### EXERCISE INPUT

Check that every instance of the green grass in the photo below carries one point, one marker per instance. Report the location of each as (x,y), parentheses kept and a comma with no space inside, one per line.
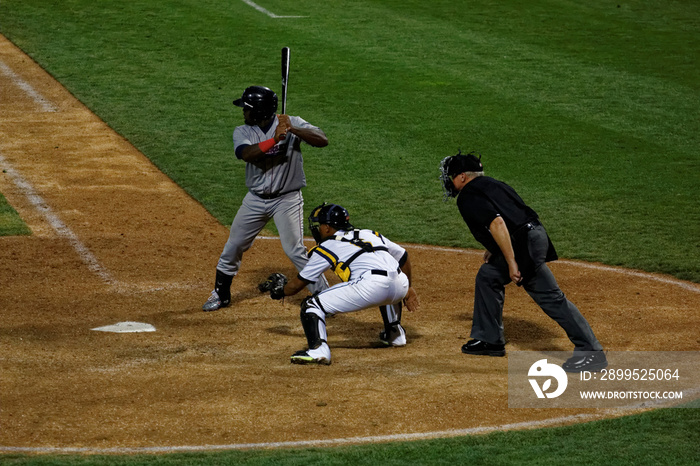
(10,223)
(668,436)
(589,109)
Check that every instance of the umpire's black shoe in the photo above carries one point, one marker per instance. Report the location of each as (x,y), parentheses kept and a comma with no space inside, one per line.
(591,361)
(481,348)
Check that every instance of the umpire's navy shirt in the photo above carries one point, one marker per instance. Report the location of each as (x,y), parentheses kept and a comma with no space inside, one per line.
(485,198)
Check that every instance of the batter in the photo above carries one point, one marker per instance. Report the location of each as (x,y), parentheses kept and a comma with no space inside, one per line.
(374,270)
(270,145)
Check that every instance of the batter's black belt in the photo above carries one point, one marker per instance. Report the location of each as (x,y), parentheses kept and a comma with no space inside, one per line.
(271,196)
(383,272)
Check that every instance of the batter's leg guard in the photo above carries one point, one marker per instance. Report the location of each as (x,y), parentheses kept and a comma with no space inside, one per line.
(221,296)
(312,320)
(393,334)
(223,287)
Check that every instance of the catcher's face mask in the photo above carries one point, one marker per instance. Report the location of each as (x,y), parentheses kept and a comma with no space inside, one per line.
(328,214)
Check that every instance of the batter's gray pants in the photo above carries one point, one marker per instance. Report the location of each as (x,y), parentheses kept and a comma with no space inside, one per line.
(489,297)
(288,213)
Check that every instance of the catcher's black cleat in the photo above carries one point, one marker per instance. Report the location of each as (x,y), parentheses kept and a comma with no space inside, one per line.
(215,303)
(396,337)
(481,348)
(591,361)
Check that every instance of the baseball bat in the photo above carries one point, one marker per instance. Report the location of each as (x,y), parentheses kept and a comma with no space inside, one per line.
(285,78)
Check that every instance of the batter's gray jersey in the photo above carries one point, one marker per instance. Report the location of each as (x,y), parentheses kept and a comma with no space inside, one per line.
(282,171)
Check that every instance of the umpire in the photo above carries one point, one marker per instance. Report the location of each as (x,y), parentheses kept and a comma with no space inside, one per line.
(517,249)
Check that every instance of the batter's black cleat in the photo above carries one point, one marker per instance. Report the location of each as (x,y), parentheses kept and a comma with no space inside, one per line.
(214,302)
(481,348)
(396,337)
(307,357)
(591,361)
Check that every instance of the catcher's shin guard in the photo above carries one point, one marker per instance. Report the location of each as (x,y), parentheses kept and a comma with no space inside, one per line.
(393,334)
(222,286)
(313,323)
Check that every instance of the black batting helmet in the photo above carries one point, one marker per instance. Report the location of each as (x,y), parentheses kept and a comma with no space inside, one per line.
(328,214)
(262,102)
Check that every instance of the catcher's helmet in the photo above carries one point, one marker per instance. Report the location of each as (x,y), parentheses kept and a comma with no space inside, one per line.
(262,102)
(454,165)
(328,214)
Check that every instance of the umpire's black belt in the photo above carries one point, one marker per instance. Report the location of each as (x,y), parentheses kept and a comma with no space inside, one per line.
(527,227)
(383,272)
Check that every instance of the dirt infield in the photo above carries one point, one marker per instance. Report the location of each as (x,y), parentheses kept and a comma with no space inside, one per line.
(116,240)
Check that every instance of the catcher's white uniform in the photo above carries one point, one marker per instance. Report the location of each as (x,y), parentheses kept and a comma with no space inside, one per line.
(369,265)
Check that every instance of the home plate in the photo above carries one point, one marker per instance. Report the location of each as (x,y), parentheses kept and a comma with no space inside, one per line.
(127,327)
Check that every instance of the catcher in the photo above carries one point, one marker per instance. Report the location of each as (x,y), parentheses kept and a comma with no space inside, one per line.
(374,271)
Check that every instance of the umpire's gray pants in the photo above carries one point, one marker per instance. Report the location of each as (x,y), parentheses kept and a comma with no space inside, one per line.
(288,213)
(489,297)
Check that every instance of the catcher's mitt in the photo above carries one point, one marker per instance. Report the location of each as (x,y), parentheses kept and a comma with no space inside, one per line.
(274,285)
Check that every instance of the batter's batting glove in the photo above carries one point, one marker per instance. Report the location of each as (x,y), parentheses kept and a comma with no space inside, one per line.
(274,285)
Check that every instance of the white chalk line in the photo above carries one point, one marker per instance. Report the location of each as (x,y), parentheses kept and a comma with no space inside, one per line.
(45,105)
(268,12)
(311,443)
(585,265)
(55,222)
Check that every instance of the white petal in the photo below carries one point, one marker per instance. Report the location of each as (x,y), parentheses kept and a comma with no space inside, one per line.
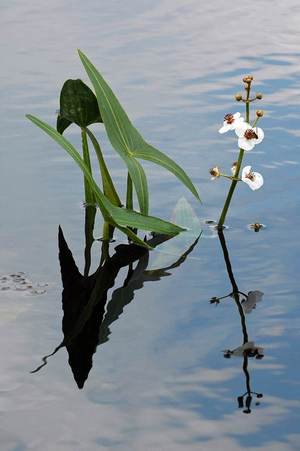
(238,123)
(241,128)
(253,184)
(260,135)
(258,181)
(245,171)
(246,144)
(225,128)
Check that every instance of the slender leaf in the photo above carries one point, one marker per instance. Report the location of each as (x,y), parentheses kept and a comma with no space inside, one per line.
(123,136)
(108,186)
(118,217)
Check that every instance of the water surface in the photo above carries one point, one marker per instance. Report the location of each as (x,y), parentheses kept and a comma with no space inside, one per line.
(159,378)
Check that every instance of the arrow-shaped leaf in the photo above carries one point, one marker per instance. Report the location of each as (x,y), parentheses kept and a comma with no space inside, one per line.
(119,217)
(123,136)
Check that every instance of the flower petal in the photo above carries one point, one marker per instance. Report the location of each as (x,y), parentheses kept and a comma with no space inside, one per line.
(245,171)
(225,128)
(258,181)
(260,135)
(241,128)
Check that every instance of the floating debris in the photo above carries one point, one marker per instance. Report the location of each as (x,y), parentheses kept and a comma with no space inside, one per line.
(256,227)
(19,282)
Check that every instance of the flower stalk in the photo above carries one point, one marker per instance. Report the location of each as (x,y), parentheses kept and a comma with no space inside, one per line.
(248,137)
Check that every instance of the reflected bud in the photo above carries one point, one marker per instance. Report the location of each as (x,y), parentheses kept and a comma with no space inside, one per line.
(214,172)
(240,402)
(248,79)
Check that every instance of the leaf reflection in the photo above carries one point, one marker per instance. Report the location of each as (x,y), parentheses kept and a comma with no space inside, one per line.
(244,303)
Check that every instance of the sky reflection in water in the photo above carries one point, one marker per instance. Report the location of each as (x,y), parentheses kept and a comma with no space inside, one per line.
(161,380)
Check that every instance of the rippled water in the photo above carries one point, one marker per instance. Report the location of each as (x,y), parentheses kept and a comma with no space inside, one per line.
(159,378)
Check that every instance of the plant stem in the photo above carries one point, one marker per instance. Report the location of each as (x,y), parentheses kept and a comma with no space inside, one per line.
(237,170)
(89,196)
(231,190)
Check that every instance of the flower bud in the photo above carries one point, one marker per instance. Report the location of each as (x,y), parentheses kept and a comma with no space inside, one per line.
(214,172)
(256,226)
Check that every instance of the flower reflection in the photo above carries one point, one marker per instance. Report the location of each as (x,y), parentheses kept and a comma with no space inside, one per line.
(245,303)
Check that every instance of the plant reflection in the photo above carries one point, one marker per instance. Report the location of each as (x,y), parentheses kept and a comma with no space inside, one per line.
(86,322)
(245,304)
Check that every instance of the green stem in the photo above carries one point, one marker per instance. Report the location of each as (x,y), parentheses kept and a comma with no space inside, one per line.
(231,189)
(106,231)
(129,193)
(107,183)
(89,195)
(237,170)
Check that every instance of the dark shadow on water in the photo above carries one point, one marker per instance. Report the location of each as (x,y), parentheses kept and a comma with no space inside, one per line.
(86,322)
(245,303)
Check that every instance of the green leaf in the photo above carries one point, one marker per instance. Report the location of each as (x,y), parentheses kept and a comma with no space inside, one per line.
(139,180)
(62,123)
(78,104)
(123,136)
(118,217)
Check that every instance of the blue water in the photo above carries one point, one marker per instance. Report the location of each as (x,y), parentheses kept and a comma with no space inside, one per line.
(159,381)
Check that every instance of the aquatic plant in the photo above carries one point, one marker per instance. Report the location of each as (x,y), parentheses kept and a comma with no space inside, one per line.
(79,105)
(248,137)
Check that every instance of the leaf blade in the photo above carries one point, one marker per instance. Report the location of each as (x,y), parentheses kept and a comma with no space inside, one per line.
(123,136)
(116,216)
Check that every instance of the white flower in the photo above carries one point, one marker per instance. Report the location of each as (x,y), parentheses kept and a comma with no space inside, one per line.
(248,136)
(231,122)
(253,179)
(251,301)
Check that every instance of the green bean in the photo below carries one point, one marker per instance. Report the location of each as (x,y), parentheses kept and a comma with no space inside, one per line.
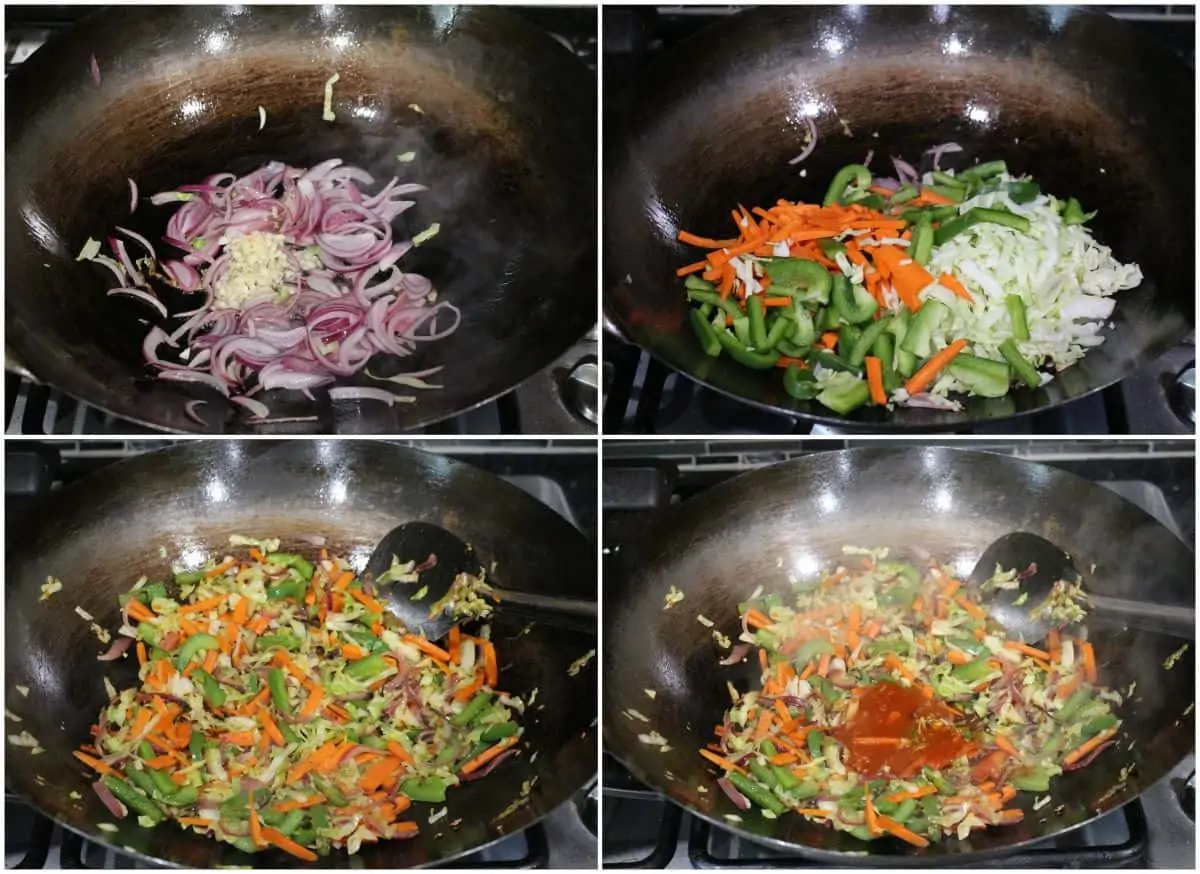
(1026,371)
(474,707)
(133,798)
(195,646)
(277,682)
(756,792)
(858,174)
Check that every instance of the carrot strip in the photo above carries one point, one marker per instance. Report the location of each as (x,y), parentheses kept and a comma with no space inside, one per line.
(487,755)
(875,379)
(928,371)
(1089,746)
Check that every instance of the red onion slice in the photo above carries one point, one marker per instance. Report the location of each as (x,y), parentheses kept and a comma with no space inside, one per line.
(117,650)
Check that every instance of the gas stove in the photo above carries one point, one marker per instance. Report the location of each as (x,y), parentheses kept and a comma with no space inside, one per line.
(561,476)
(562,399)
(645,396)
(643,830)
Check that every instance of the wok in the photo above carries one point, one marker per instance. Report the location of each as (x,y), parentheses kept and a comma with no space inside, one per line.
(504,139)
(790,521)
(143,515)
(1069,96)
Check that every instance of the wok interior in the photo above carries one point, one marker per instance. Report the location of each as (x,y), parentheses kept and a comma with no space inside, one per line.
(790,521)
(151,520)
(703,138)
(489,137)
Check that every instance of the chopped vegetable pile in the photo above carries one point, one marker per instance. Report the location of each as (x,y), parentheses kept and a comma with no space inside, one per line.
(901,292)
(891,705)
(281,705)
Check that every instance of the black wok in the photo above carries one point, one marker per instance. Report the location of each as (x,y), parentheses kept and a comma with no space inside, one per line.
(1071,96)
(793,519)
(504,135)
(139,516)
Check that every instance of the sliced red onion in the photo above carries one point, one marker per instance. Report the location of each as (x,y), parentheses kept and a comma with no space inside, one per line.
(145,297)
(117,650)
(736,654)
(258,408)
(739,801)
(810,142)
(111,801)
(190,411)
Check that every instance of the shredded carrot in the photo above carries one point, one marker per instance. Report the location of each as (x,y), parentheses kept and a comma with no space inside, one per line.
(928,371)
(487,755)
(1087,747)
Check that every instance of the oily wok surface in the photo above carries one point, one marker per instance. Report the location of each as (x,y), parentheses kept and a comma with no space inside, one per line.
(180,507)
(792,520)
(503,130)
(1072,97)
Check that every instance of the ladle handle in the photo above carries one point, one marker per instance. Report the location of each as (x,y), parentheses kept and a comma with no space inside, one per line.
(1171,620)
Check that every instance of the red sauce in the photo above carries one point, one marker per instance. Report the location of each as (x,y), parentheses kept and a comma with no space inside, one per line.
(898,730)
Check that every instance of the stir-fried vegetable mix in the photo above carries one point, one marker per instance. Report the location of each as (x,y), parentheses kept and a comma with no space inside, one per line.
(281,705)
(891,705)
(900,292)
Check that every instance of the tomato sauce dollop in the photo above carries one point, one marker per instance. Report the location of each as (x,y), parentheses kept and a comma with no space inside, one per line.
(897,730)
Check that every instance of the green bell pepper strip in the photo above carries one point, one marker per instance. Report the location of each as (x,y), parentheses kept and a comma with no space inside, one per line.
(757,322)
(1026,371)
(1074,214)
(922,241)
(852,304)
(762,773)
(739,353)
(845,400)
(705,333)
(885,349)
(1024,192)
(982,376)
(365,669)
(498,732)
(984,171)
(801,383)
(948,191)
(972,671)
(725,304)
(133,798)
(281,641)
(1015,307)
(210,688)
(948,179)
(816,743)
(799,277)
(829,360)
(291,588)
(431,790)
(277,682)
(1033,779)
(474,707)
(288,560)
(193,646)
(756,792)
(856,174)
(918,340)
(865,342)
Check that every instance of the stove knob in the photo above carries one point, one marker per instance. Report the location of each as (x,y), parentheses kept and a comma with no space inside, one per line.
(1185,393)
(582,391)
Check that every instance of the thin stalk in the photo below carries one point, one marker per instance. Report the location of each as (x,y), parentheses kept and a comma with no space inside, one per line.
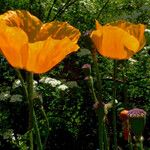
(130,142)
(39,143)
(47,124)
(30,99)
(102,9)
(98,75)
(114,106)
(106,146)
(100,114)
(100,111)
(139,143)
(25,91)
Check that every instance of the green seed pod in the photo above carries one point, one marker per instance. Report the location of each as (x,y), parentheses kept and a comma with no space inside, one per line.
(137,121)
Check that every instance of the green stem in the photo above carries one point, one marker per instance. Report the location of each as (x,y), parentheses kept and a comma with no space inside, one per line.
(139,143)
(30,99)
(106,146)
(39,143)
(130,143)
(100,112)
(25,91)
(114,106)
(47,124)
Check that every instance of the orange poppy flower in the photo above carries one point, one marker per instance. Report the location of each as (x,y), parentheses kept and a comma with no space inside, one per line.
(120,40)
(29,44)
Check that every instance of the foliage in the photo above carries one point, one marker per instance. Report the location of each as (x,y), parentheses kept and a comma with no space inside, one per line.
(70,112)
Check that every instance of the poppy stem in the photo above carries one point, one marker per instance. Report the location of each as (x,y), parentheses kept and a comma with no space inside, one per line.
(30,105)
(103,140)
(32,115)
(114,105)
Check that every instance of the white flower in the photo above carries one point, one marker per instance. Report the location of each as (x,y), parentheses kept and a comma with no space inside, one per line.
(5,95)
(16,98)
(62,87)
(51,81)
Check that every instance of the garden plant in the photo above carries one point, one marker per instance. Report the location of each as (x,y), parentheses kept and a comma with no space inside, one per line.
(75,75)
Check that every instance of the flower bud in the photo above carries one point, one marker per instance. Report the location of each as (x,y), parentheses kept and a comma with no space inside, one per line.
(87,69)
(137,121)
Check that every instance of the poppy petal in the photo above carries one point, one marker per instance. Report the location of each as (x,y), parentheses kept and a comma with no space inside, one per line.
(49,54)
(14,45)
(58,30)
(24,20)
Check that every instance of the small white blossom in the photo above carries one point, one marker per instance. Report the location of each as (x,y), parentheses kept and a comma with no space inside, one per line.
(5,95)
(62,87)
(16,98)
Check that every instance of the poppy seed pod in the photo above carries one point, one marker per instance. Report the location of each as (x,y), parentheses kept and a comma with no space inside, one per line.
(137,121)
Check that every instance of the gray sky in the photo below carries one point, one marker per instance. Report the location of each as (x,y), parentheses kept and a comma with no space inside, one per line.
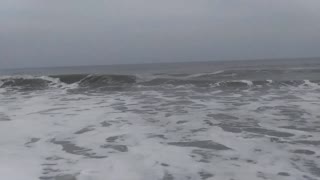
(37,33)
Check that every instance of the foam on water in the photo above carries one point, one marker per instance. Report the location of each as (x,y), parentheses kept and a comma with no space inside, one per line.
(175,131)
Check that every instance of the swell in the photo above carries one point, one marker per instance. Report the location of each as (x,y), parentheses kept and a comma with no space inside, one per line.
(91,81)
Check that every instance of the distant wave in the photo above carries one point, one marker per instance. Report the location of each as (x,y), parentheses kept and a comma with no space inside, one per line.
(93,81)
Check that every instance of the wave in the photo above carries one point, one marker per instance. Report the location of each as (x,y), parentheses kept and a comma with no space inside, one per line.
(93,81)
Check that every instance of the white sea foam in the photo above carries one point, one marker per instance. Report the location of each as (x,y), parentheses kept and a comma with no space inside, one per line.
(159,134)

### REQUIREMENT
Write out the lines above, starting at the line that contains "Check that every instance of the swell" and ending with the final line, and nothing else; copy them exactly.

### TASK ANSWER
Check that every instance of the swell in the photo above carries one point, one marker per instance. Report the location of each as (x,y), parentheses kept and a comma with no space inside, one per line.
(91,81)
Check that every instance of the distant wave in the photo above carries one point, one marker per instance. Report the location of each as (x,y), parentheses kept and a comma with no space inside, one per line.
(93,81)
Check that every instance of the wave in the photo above carries one point, one marker per instance. Report the location of each as (x,y), parentheses kept and a comma with no space inside, one per line.
(93,81)
Check that every instance of the white sea foam in the photo above carries one point, one marker per instance. Report the location of each as (x,y), parentheses kept and a comma with no space inside, one per line.
(159,134)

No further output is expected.